### Entries provided

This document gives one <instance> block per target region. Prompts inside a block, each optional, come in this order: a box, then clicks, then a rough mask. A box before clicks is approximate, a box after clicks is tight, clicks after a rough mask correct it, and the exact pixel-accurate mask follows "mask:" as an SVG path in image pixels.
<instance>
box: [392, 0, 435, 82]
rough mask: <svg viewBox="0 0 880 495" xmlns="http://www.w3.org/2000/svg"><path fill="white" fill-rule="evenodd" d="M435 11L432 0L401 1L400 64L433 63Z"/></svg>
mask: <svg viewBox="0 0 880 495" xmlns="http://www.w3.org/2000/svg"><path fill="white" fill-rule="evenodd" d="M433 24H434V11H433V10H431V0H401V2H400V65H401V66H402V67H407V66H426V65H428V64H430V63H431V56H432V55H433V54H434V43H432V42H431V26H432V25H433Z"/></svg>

######

Write out every line of the listing that holds the word "instance".

This document gives one <instance> block per target region. Prompts inside a block, each optional, come in this order: a box, then clicks, then a rough mask. A box before clicks is approximate, a box after clicks is tight, clicks after a rough mask correct it, and the exact pixel-accurate mask follows "mask:" as an SVG path in image pixels.
<instance>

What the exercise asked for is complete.